== Trecho do documento

Para Michelle Rios, psicóloga que já trabalhou no Atlético-MG e Cruzeiro, dependendo do ambiente em que está inserido o atleta adolescente, isto é, do apoio social, interferências de empresários e mídia, estratégias de enfrentamento de estresse, dentre outros aspectos, ele “pode ou não sofrer psiquicamente por fracassos e desilusões, pode sofrer pela adolescência ‘não vivida’ e pelos níveis altos de ansiedade, estresse e frustração”.

Autovalorização exagerada, fixação pelo rendimento, medo do fracasso, estresse psicológico e instabilidade emocional, no entanto, são consequências negativas que o atleta pode vir a sofrer nesta caminhada. Daí a necessidade de mais abraçar do que cobrar.

FENÔMENO PALMEIRENSE

Endrick pode dizer que, por enquanto, só viveu o lado bom da fama precoce. Seus gols em profusão foram determinantes para uma série de títulos na base do Palmeiras, incluindo o da Copa São Paulo de Juniores deste ano, e o transformou em uma celebridade. O atacante ganhou fãs, é assediado por clubes gigantes do futebol europeu, como Real Madrid e Barcelona, a ponto de jornalistas espanhóis virem ao Brasil entrevistá-lo, e se tornou, aos 15 anos, o jogador de futebol mais jovem a fechar um acordo de patrocínio – só pode assinar contrato como jogador profissional quando fizer 16, o que ocorrerá em julho. Ele assinou contrato com a OdontoCompany, maior rede de clínicas odontológicas do mundo. A empresa também patrocina Rayssa Leal, o que prova que as marcas estão de olho nesses jovens talentos.

====

● Enunciado da tarefa
No trecho sobre atletas adolescentes, por que se afirma a necessidade de "mais abraçar do que cobrar"? Responda em uma a três frases.

== Dados fornecidos

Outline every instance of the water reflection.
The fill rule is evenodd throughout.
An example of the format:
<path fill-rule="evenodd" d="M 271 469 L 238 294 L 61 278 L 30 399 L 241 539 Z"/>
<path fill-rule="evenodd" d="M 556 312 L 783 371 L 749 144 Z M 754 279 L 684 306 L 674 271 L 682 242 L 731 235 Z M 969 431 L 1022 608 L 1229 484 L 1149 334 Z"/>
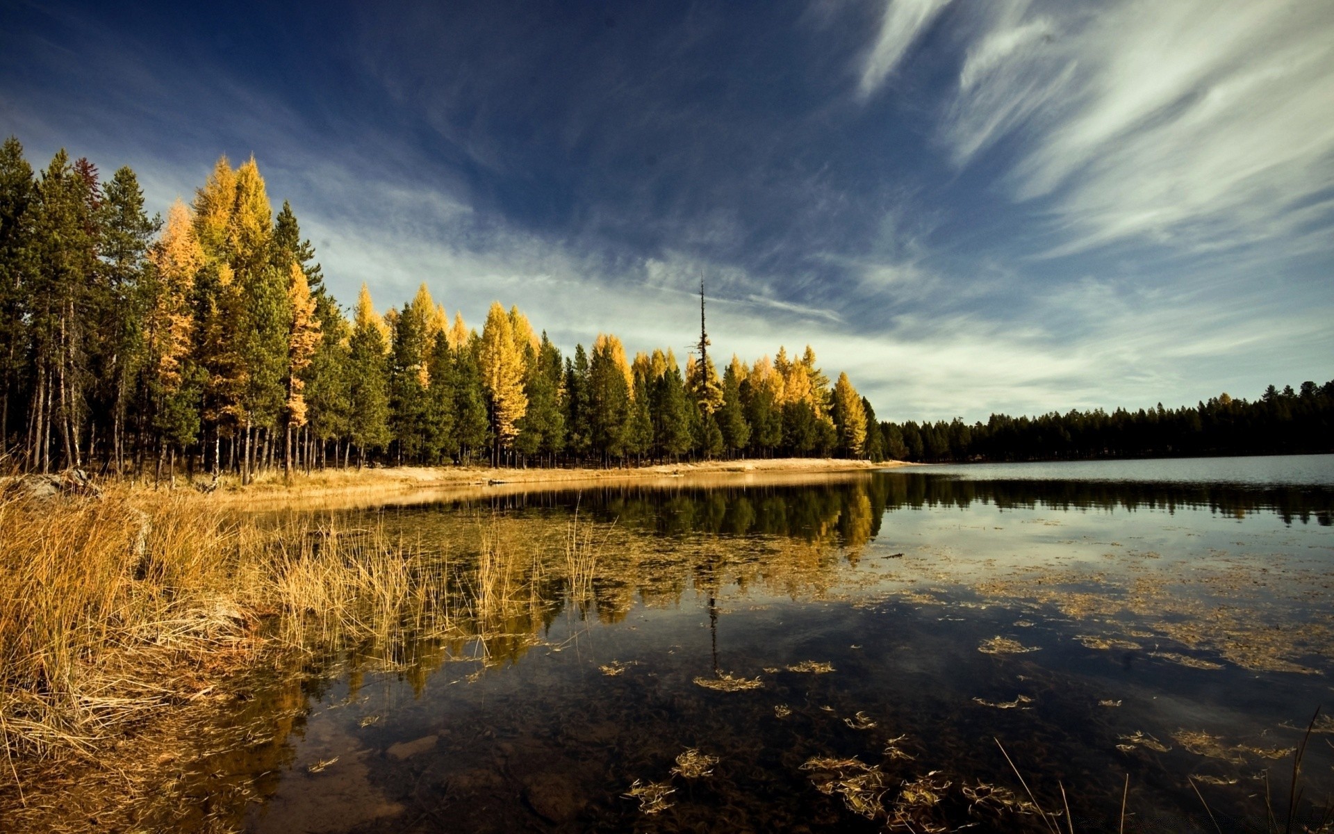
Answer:
<path fill-rule="evenodd" d="M 303 638 L 211 766 L 244 790 L 199 795 L 256 831 L 1046 830 L 996 738 L 1078 830 L 1117 829 L 1127 775 L 1126 830 L 1213 830 L 1186 775 L 1265 830 L 1257 777 L 1286 791 L 1334 673 L 1330 508 L 886 472 L 320 514 L 431 588 Z"/>

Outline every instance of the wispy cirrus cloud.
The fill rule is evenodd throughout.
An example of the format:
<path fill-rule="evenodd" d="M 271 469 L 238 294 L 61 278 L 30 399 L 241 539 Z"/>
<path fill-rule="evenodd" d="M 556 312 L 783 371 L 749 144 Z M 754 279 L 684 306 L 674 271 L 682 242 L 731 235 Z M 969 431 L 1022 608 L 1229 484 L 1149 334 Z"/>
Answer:
<path fill-rule="evenodd" d="M 942 135 L 958 165 L 1007 136 L 1055 255 L 1301 236 L 1334 218 L 1334 13 L 1322 0 L 996 7 Z"/>
<path fill-rule="evenodd" d="M 886 0 L 880 31 L 862 57 L 858 91 L 870 96 L 899 65 L 912 44 L 944 11 L 950 0 Z"/>

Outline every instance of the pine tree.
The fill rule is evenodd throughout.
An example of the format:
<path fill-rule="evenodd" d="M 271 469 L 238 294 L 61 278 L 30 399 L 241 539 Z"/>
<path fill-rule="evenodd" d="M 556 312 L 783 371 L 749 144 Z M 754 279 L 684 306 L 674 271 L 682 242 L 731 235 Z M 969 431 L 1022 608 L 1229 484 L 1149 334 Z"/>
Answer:
<path fill-rule="evenodd" d="M 358 464 L 366 452 L 390 443 L 390 396 L 386 379 L 384 331 L 380 316 L 371 303 L 371 291 L 362 284 L 356 300 L 348 370 L 351 371 L 350 399 L 352 402 L 352 443 L 359 450 Z"/>
<path fill-rule="evenodd" d="M 742 452 L 750 444 L 750 423 L 746 422 L 742 406 L 742 379 L 744 376 L 746 366 L 734 355 L 731 364 L 723 371 L 723 407 L 715 414 L 718 428 L 723 434 L 723 447 L 728 455 Z"/>
<path fill-rule="evenodd" d="M 454 431 L 463 462 L 474 459 L 491 443 L 486 386 L 478 366 L 480 350 L 482 339 L 474 331 L 455 352 Z"/>
<path fill-rule="evenodd" d="M 664 455 L 679 458 L 687 454 L 694 443 L 691 412 L 695 410 L 686 398 L 686 383 L 675 362 L 670 362 L 659 378 L 656 399 L 658 420 L 654 434 L 658 447 Z"/>
<path fill-rule="evenodd" d="M 574 360 L 566 360 L 566 447 L 583 458 L 592 450 L 592 415 L 588 400 L 588 355 L 575 346 Z"/>
<path fill-rule="evenodd" d="M 608 458 L 626 455 L 632 387 L 620 339 L 599 334 L 588 360 L 588 407 L 592 446 L 602 452 L 604 463 Z"/>
<path fill-rule="evenodd" d="M 431 386 L 426 392 L 426 430 L 423 432 L 423 452 L 428 462 L 436 463 L 452 456 L 458 450 L 455 435 L 455 352 L 450 350 L 450 335 L 446 327 L 435 327 L 427 371 Z"/>
<path fill-rule="evenodd" d="M 161 446 L 184 450 L 200 428 L 203 370 L 191 350 L 195 318 L 191 298 L 204 268 L 204 250 L 195 238 L 193 218 L 176 200 L 161 238 L 148 254 L 144 367 L 140 403 Z"/>
<path fill-rule="evenodd" d="M 635 387 L 631 392 L 626 451 L 643 458 L 654 447 L 654 419 L 648 412 L 648 379 L 644 376 L 644 370 L 635 370 L 632 374 Z"/>
<path fill-rule="evenodd" d="M 92 292 L 95 375 L 100 382 L 99 411 L 111 415 L 116 471 L 124 467 L 129 396 L 144 363 L 147 295 L 144 267 L 160 222 L 144 212 L 144 193 L 135 172 L 121 167 L 103 188 L 99 205 L 97 280 Z M 95 450 L 89 450 L 93 452 Z"/>
<path fill-rule="evenodd" d="M 35 384 L 28 427 L 28 463 L 51 471 L 59 458 L 81 466 L 79 442 L 87 416 L 89 278 L 96 270 L 96 169 L 87 160 L 69 163 L 64 149 L 51 160 L 37 184 L 33 223 L 33 271 L 28 323 L 35 360 Z"/>
<path fill-rule="evenodd" d="M 399 455 L 419 459 L 427 451 L 428 370 L 435 302 L 426 284 L 403 306 L 392 327 L 390 351 L 390 427 L 398 442 Z"/>
<path fill-rule="evenodd" d="M 16 406 L 27 384 L 27 295 L 32 283 L 37 184 L 23 145 L 13 136 L 0 145 L 0 451 L 23 422 Z"/>
<path fill-rule="evenodd" d="M 283 210 L 273 219 L 273 248 L 301 268 L 305 274 L 305 286 L 313 298 L 325 295 L 324 272 L 320 264 L 315 263 L 315 247 L 309 240 L 301 240 L 301 227 L 287 200 L 283 200 Z"/>
<path fill-rule="evenodd" d="M 880 422 L 875 419 L 875 410 L 871 400 L 862 398 L 862 411 L 866 414 L 866 446 L 862 454 L 867 460 L 879 463 L 884 460 L 884 432 L 880 431 Z"/>
<path fill-rule="evenodd" d="M 847 374 L 839 374 L 834 384 L 832 411 L 836 448 L 848 458 L 860 458 L 866 446 L 866 408 Z"/>
<path fill-rule="evenodd" d="M 311 434 L 324 447 L 352 431 L 352 327 L 327 294 L 315 295 L 315 316 L 320 322 L 320 340 L 305 375 L 305 403 Z"/>
<path fill-rule="evenodd" d="M 699 454 L 703 455 L 706 460 L 723 454 L 723 432 L 718 428 L 718 420 L 714 415 L 700 407 L 696 426 L 699 438 L 695 447 L 699 450 Z"/>

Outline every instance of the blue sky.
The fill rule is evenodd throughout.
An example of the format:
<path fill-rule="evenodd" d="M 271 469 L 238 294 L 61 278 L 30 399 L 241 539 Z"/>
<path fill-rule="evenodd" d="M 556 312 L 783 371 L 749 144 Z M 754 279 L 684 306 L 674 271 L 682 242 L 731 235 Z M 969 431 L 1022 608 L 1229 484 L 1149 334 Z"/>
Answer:
<path fill-rule="evenodd" d="M 882 419 L 1334 376 L 1327 0 L 11 0 L 0 133 L 163 212 L 253 153 L 344 302 L 567 350 L 684 354 L 703 272 Z"/>

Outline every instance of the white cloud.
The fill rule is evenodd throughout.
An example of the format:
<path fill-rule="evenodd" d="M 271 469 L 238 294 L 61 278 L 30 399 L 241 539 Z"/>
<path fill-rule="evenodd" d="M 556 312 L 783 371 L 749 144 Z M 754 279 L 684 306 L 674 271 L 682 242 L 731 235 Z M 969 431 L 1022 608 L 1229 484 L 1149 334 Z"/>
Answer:
<path fill-rule="evenodd" d="M 1079 17 L 1010 5 L 968 51 L 943 135 L 958 164 L 1018 131 L 1009 183 L 1046 197 L 1069 254 L 1122 239 L 1209 248 L 1330 220 L 1326 0 L 1127 0 Z"/>
<path fill-rule="evenodd" d="M 887 0 L 884 16 L 880 19 L 880 33 L 875 45 L 862 61 L 859 91 L 868 96 L 884 83 L 894 68 L 907 53 L 912 43 L 922 35 L 950 0 Z"/>

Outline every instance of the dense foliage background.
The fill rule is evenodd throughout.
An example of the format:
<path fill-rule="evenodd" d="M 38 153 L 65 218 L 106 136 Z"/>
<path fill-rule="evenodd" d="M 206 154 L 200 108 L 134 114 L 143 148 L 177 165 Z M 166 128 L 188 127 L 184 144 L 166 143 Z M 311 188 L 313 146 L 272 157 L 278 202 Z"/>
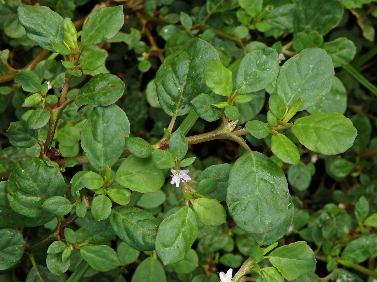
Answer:
<path fill-rule="evenodd" d="M 67 98 L 80 95 L 80 88 L 96 74 L 115 75 L 125 85 L 124 94 L 116 105 L 127 114 L 130 137 L 141 138 L 153 144 L 158 141 L 164 133 L 169 134 L 164 129 L 168 127 L 171 117 L 159 103 L 154 83 L 156 72 L 166 58 L 192 44 L 197 40 L 195 39 L 196 37 L 212 44 L 218 52 L 221 63 L 234 74 L 238 68 L 239 59 L 253 50 L 267 47 L 276 49 L 279 64 L 282 65 L 289 58 L 306 48 L 325 50 L 335 68 L 331 90 L 316 105 L 299 112 L 289 121 L 294 122 L 299 118 L 316 113 L 337 112 L 351 119 L 357 130 L 357 136 L 352 147 L 344 153 L 326 155 L 313 152 L 301 145 L 291 129 L 287 127 L 284 134 L 297 145 L 300 156 L 299 162 L 294 165 L 283 162 L 275 156 L 278 153 L 273 153 L 272 134 L 257 139 L 246 134 L 247 131 L 244 133 L 246 134 L 244 137 L 251 149 L 269 157 L 281 168 L 287 177 L 293 205 L 288 207 L 288 215 L 282 224 L 284 226 L 280 226 L 280 229 L 275 230 L 279 233 L 278 238 L 275 234 L 272 239 L 270 238 L 272 241 L 269 242 L 260 235 L 247 233 L 237 226 L 229 214 L 225 223 L 216 226 L 204 225 L 198 220 L 197 238 L 184 260 L 164 267 L 157 259 L 155 251 L 139 251 L 116 236 L 113 230 L 113 226 L 112 227 L 107 217 L 99 221 L 101 216 L 96 216 L 88 212 L 86 215 L 83 214 L 84 216 L 77 218 L 76 214 L 74 214 L 74 209 L 70 211 L 73 216 L 67 214 L 65 217 L 49 216 L 30 218 L 20 215 L 12 210 L 8 203 L 5 181 L 0 182 L 0 228 L 3 228 L 0 229 L 0 258 L 5 257 L 1 256 L 6 254 L 2 252 L 11 244 L 5 239 L 9 236 L 6 233 L 11 232 L 9 230 L 18 229 L 20 232 L 17 234 L 21 234 L 18 240 L 21 245 L 23 240 L 26 242 L 25 253 L 21 258 L 20 256 L 19 261 L 11 267 L 2 268 L 0 264 L 0 281 L 66 281 L 82 260 L 80 252 L 76 249 L 80 246 L 76 245 L 75 249 L 71 248 L 71 250 L 65 249 L 64 245 L 61 251 L 65 250 L 66 256 L 66 252 L 69 251 L 69 253 L 67 255 L 69 261 L 67 261 L 70 263 L 67 264 L 61 261 L 58 262 L 61 256 L 53 258 L 51 253 L 47 254 L 49 245 L 56 240 L 65 243 L 67 242 L 69 245 L 81 241 L 107 245 L 117 251 L 120 267 L 107 272 L 90 267 L 84 271 L 82 281 L 214 282 L 219 280 L 218 272 L 226 272 L 233 268 L 235 273 L 249 255 L 256 261 L 261 261 L 259 263 L 261 267 L 276 266 L 283 277 L 290 280 L 297 278 L 300 282 L 329 280 L 373 282 L 377 280 L 377 273 L 375 272 L 377 257 L 375 229 L 377 228 L 377 135 L 375 133 L 377 88 L 374 85 L 376 81 L 377 61 L 375 55 L 377 46 L 375 44 L 374 27 L 377 24 L 377 4 L 368 0 L 114 0 L 106 2 L 2 0 L 0 177 L 3 180 L 8 178 L 9 171 L 16 162 L 28 157 L 38 157 L 41 149 L 40 145 L 35 143 L 30 147 L 24 146 L 26 149 L 20 147 L 22 146 L 15 147 L 7 137 L 6 131 L 11 122 L 28 121 L 34 110 L 41 108 L 40 99 L 31 106 L 26 106 L 28 105 L 25 98 L 31 96 L 33 93 L 29 93 L 32 91 L 25 91 L 26 85 L 23 84 L 25 81 L 20 79 L 21 82 L 18 82 L 15 75 L 21 70 L 32 71 L 42 84 L 45 81 L 49 82 L 52 88 L 48 89 L 48 94 L 56 95 L 57 98 L 63 85 L 65 72 L 70 68 L 61 62 L 62 60 L 67 61 L 67 55 L 63 56 L 43 49 L 26 35 L 25 28 L 19 21 L 19 15 L 17 17 L 17 8 L 21 2 L 29 6 L 46 6 L 63 18 L 70 18 L 79 31 L 79 36 L 80 31 L 91 12 L 103 7 L 123 5 L 124 21 L 120 31 L 115 37 L 104 42 L 87 44 L 78 63 L 84 64 L 86 56 L 94 51 L 106 52 L 106 62 L 102 64 L 105 59 L 104 57 L 96 58 L 93 59 L 94 62 L 90 62 L 95 67 L 93 69 L 90 67 L 83 69 L 82 75 L 79 74 L 76 76 L 72 73 L 75 76 L 72 76 Z M 100 28 L 98 32 L 104 34 L 106 30 Z M 201 52 L 200 49 L 195 51 L 198 53 Z M 88 59 L 87 64 L 89 63 Z M 96 65 L 98 62 L 101 64 Z M 70 74 L 65 72 L 66 76 Z M 290 78 L 295 79 L 294 75 L 292 75 Z M 233 77 L 234 80 L 235 77 Z M 34 78 L 26 81 L 31 81 L 32 84 Z M 290 78 L 287 77 L 287 79 Z M 233 85 L 235 85 L 234 82 Z M 310 90 L 308 90 L 308 96 Z M 252 94 L 256 96 L 251 102 L 236 103 L 235 109 L 234 107 L 228 108 L 229 111 L 225 115 L 231 120 L 238 120 L 237 126 L 241 126 L 235 130 L 244 128 L 246 123 L 251 120 L 268 122 L 271 124 L 273 118 L 268 113 L 270 112 L 269 106 L 269 108 L 271 108 L 268 101 L 270 94 L 276 90 L 274 81 L 267 88 L 265 86 L 265 89 L 253 92 Z M 214 102 L 210 104 L 224 102 L 226 97 L 216 95 L 213 99 Z M 53 99 L 50 100 L 55 102 Z M 89 163 L 87 159 L 80 156 L 85 155 L 83 143 L 80 141 L 80 133 L 93 109 L 86 105 L 87 103 L 83 102 L 79 106 L 77 103 L 72 103 L 67 106 L 57 124 L 54 139 L 51 140 L 52 149 L 48 154 L 52 161 L 57 158 L 65 160 L 58 161 L 57 163 L 61 170 L 65 170 L 63 174 L 66 185 L 65 195 L 70 204 L 77 203 L 71 191 L 73 189 L 70 184 L 72 177 L 83 170 L 98 171 Z M 233 111 L 231 112 L 231 109 Z M 198 112 L 196 109 L 195 111 Z M 41 115 L 36 118 L 33 124 L 41 119 L 45 121 L 41 127 L 35 125 L 35 127 L 38 129 L 39 139 L 44 138 L 44 141 L 48 136 L 49 127 L 46 124 L 49 116 L 46 119 L 42 114 L 38 114 Z M 205 113 L 201 115 L 199 114 L 201 117 L 202 115 L 207 118 L 198 118 L 195 112 L 177 117 L 173 131 L 180 126 L 186 129 L 184 134 L 190 136 L 211 131 L 219 126 L 218 121 L 204 120 L 211 120 L 211 116 L 208 117 Z M 213 120 L 215 121 L 219 117 Z M 172 129 L 170 129 L 171 132 Z M 116 133 L 114 134 L 116 135 Z M 226 191 L 230 165 L 245 153 L 245 149 L 238 143 L 225 139 L 204 141 L 206 141 L 199 144 L 189 142 L 186 157 L 197 158 L 187 168 L 190 170 L 188 174 L 193 179 L 198 181 L 211 177 L 219 178 L 218 182 L 215 183 L 218 194 L 213 192 L 211 196 L 222 202 L 227 212 L 224 202 L 225 199 L 221 197 L 226 194 L 221 194 L 221 189 Z M 339 141 L 342 142 L 341 140 Z M 329 144 L 329 146 L 333 145 Z M 58 147 L 57 152 L 55 148 Z M 106 174 L 108 180 L 115 177 L 123 158 L 129 155 L 129 153 L 121 156 L 112 167 L 111 174 L 109 171 L 106 172 L 108 174 Z M 53 156 L 56 156 L 54 158 L 52 158 Z M 61 170 L 66 163 L 66 158 L 74 158 L 70 159 L 76 159 L 78 163 L 74 161 L 70 163 L 72 166 L 67 165 Z M 221 164 L 222 164 L 211 168 L 211 165 Z M 167 179 L 161 189 L 155 193 L 145 194 L 136 204 L 154 215 L 158 224 L 184 206 L 185 200 L 187 200 L 182 198 L 181 189 L 175 189 L 170 184 L 170 172 L 167 170 L 166 171 Z M 53 177 L 48 181 L 53 183 Z M 37 174 L 34 177 L 37 178 L 38 176 Z M 197 183 L 191 185 L 196 188 Z M 121 188 L 122 186 L 115 182 L 111 188 Z M 81 188 L 75 189 L 78 191 Z M 210 196 L 211 191 L 208 192 Z M 95 192 L 101 194 L 98 190 Z M 80 190 L 80 194 L 82 198 L 80 202 L 85 205 L 85 201 L 87 203 L 87 200 L 84 199 L 89 199 L 90 202 L 95 194 L 92 190 L 87 189 Z M 127 196 L 129 197 L 129 195 Z M 109 208 L 112 205 L 113 208 L 118 204 L 110 203 Z M 52 212 L 56 206 L 53 204 L 49 211 Z M 78 206 L 75 208 L 78 214 Z M 67 226 L 75 231 L 74 235 L 70 234 L 72 237 L 70 231 L 64 231 L 64 228 Z M 13 234 L 11 237 L 14 239 L 15 236 Z M 44 238 L 47 240 L 44 241 Z M 260 255 L 258 248 L 254 249 L 252 247 L 250 250 L 251 246 L 265 247 L 276 241 L 279 246 L 306 241 L 315 254 L 317 263 L 314 268 L 298 278 L 289 279 L 289 275 L 285 276 L 282 272 L 284 270 L 273 263 L 271 264 L 272 261 L 270 262 L 268 258 L 261 257 L 257 260 L 256 258 L 259 257 L 255 256 Z M 55 247 L 59 249 L 58 247 L 61 246 L 57 245 Z M 12 252 L 17 253 L 17 250 Z M 293 255 L 299 256 L 305 252 L 303 250 L 302 253 L 297 252 Z M 57 256 L 53 252 L 52 254 Z M 46 259 L 48 268 L 44 267 Z M 37 268 L 35 267 L 37 265 L 41 266 Z M 34 270 L 31 271 L 33 266 Z M 290 270 L 294 272 L 294 266 L 291 266 L 292 268 Z M 259 278 L 258 273 L 261 273 L 258 272 L 259 269 L 257 267 L 254 269 L 255 271 L 248 278 L 249 280 L 258 279 L 259 281 L 264 279 L 272 282 L 283 279 L 277 271 L 274 272 L 274 268 L 275 270 L 270 267 L 265 271 L 270 271 L 270 276 L 261 276 Z M 61 274 L 67 270 L 60 276 L 52 273 Z"/>

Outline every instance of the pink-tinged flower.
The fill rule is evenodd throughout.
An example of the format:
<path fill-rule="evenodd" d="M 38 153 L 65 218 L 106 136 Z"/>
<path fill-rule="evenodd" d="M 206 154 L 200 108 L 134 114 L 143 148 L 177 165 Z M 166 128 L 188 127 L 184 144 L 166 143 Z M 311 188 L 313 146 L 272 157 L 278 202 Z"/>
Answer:
<path fill-rule="evenodd" d="M 178 188 L 179 186 L 179 182 L 183 182 L 184 180 L 188 181 L 191 179 L 191 177 L 187 175 L 190 172 L 188 170 L 170 170 L 172 174 L 172 184 L 175 183 L 175 186 Z"/>
<path fill-rule="evenodd" d="M 51 89 L 52 88 L 52 86 L 51 86 L 51 84 L 50 83 L 50 82 L 49 81 L 46 81 L 46 83 L 47 83 L 47 89 L 48 90 L 49 90 L 50 89 Z"/>
<path fill-rule="evenodd" d="M 222 271 L 219 274 L 220 275 L 220 280 L 221 282 L 231 282 L 232 280 L 232 274 L 233 274 L 233 270 L 229 268 L 225 274 Z"/>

====

● Resposta
Porque o atleta pode sofrer consequências negativas nessa caminhada: autovalorização exagerada, fixação pelo rendimento, medo do fracasso, estresse psicológico e instabilidade emocional.